WORK INSTRUCTIONS:
Please restate, word for word, the lines below that begin at the one with "Query: pointed tower spire" and end at the one with "Tag the weathered". Leave out all other lines.

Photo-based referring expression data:
################

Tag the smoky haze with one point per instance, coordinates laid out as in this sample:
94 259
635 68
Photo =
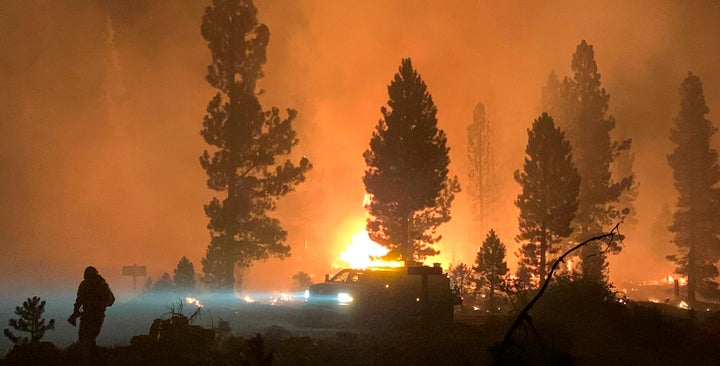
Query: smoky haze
102 103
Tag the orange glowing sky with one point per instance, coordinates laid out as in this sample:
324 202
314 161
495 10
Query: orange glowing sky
100 139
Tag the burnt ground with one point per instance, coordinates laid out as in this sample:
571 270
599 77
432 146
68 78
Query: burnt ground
570 328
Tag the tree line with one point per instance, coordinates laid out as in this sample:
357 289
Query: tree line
576 180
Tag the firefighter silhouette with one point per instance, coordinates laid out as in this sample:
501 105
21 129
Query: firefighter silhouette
93 297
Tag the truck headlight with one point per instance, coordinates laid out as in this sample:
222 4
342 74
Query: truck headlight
344 298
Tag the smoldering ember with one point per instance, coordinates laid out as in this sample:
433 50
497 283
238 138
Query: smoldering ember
409 182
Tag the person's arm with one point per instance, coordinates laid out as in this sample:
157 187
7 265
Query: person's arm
79 299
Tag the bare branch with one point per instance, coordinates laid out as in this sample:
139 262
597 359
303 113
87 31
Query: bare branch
524 318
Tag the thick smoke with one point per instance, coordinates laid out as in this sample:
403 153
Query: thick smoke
102 104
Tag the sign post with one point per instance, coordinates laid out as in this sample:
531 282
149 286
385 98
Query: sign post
135 271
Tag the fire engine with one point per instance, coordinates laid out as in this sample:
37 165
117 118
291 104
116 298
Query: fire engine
382 294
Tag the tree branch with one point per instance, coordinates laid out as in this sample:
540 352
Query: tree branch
524 316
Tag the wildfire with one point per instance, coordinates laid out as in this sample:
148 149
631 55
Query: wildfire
194 301
362 252
681 280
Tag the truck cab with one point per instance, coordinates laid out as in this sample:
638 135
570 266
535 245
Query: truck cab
387 293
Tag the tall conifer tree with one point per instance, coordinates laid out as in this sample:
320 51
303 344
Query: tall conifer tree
696 173
580 106
548 202
247 142
407 170
490 266
481 187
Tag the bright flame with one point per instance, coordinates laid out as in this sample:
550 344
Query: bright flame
682 281
362 252
194 301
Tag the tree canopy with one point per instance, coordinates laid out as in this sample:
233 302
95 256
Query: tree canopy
548 201
696 173
407 170
579 106
246 166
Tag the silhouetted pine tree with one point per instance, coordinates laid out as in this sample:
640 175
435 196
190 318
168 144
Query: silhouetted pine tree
30 321
462 278
490 266
548 202
579 105
407 172
247 143
481 188
696 173
184 275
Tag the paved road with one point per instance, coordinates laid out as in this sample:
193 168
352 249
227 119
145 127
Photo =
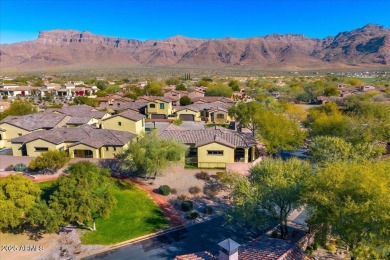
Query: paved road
200 237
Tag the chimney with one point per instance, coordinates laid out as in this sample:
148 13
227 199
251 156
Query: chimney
228 250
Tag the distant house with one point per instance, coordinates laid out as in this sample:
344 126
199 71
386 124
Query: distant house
128 120
72 116
201 100
209 112
216 146
367 88
4 106
159 108
80 142
14 126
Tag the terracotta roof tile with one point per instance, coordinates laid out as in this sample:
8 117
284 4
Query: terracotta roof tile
84 134
204 136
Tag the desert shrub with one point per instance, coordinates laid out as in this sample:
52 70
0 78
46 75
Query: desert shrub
208 210
187 205
203 176
182 197
194 190
331 247
309 250
164 190
10 167
219 175
192 215
210 193
274 234
20 167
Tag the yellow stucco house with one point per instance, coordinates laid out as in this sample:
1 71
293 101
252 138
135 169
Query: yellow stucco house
216 112
159 108
71 116
81 142
128 120
15 126
216 146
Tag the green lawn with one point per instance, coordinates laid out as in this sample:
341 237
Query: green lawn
134 215
46 188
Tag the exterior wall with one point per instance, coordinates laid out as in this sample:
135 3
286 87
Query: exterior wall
10 133
226 117
110 152
156 110
126 124
207 161
82 147
30 147
197 115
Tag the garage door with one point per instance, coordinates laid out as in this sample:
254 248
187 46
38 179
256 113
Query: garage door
187 117
158 116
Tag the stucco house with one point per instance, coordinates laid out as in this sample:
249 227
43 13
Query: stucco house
159 108
72 116
216 146
128 120
14 126
209 112
81 142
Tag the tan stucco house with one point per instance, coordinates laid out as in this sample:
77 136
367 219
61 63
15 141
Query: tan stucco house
216 146
128 120
81 142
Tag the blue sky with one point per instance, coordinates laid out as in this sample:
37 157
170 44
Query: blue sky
156 19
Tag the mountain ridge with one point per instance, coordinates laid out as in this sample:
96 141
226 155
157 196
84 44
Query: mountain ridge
368 46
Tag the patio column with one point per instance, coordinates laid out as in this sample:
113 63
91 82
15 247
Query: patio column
246 155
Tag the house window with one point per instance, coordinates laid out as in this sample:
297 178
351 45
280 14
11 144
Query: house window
41 149
214 152
88 154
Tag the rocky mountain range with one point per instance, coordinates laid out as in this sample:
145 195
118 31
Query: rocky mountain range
366 47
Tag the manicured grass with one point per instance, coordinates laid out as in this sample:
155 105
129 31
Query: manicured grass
135 215
47 189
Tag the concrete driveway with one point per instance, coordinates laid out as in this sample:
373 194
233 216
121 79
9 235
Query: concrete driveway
200 237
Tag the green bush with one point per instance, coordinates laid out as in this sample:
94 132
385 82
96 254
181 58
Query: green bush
164 190
192 215
194 190
20 167
219 175
187 205
208 210
202 176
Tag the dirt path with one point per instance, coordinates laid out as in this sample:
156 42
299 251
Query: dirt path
163 204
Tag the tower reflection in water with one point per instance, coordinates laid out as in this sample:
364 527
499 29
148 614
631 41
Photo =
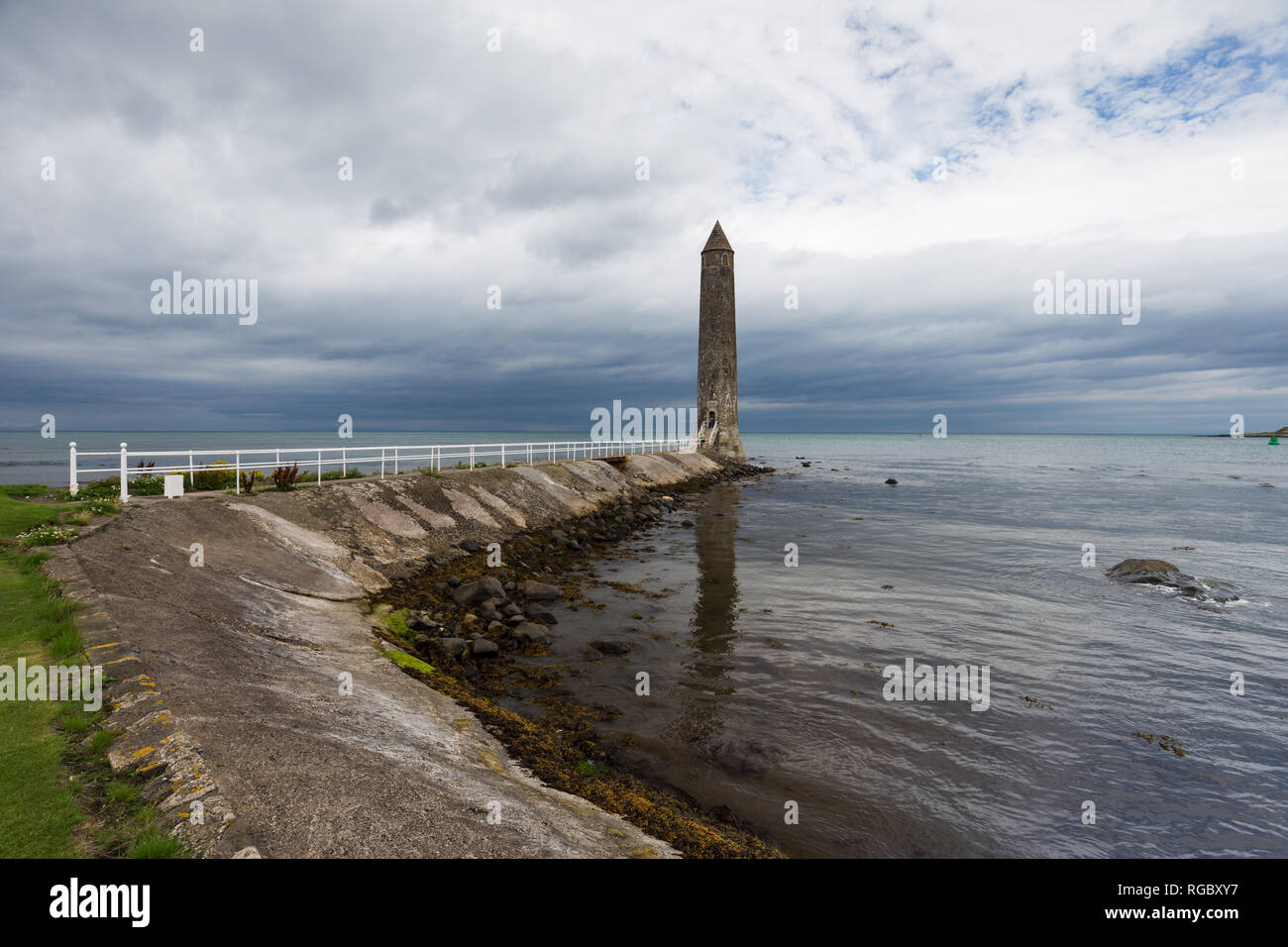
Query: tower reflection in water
713 630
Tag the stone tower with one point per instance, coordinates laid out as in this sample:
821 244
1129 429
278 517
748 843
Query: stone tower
717 350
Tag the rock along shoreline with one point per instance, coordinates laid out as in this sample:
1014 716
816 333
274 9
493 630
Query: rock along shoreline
299 709
471 620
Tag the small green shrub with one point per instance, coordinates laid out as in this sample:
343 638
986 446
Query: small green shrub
284 476
48 535
156 845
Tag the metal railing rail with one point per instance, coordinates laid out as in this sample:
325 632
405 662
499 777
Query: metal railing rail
391 459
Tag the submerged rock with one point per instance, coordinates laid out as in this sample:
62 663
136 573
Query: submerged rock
475 592
539 591
1168 575
527 631
541 613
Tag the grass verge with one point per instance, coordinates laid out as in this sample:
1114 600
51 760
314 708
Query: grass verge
58 795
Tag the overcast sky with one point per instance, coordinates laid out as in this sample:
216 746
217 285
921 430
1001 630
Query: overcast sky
911 167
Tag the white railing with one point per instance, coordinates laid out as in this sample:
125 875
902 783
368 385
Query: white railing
393 459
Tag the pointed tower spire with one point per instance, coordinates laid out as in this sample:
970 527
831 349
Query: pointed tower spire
717 240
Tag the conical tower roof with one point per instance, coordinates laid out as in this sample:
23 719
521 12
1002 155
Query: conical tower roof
717 240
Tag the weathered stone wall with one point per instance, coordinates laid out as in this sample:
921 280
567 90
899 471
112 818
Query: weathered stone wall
717 346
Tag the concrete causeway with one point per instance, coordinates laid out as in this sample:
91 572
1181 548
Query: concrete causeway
228 676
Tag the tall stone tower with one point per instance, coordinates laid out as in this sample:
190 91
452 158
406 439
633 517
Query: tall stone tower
717 350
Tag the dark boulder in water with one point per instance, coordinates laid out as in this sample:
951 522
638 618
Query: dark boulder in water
1166 574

################

RESULT BELOW:
Query: pointed tower spire
717 240
Tag the conical tower roof with one point per instance, coordinates laid out as in this sample:
23 719
521 12
1002 155
Query: conical tower roof
717 240
Tag the weathered stone wall with one point per instance, coordinates laid out as in this sample:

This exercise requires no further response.